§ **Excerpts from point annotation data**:
--- Begin ---

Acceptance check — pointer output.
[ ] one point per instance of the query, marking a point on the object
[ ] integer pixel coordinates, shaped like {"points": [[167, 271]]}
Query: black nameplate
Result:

--- End ---

§ **Instruction**:
Copy every record above exactly as it appears.

§ **Result of the exercise**:
Acceptance check — pointer output.
[ ] one point per instance of the query, marking a point on the object
[ ] integer pixel coordinates, shaped like {"points": [[167, 271]]}
Query: black nameplate
Result:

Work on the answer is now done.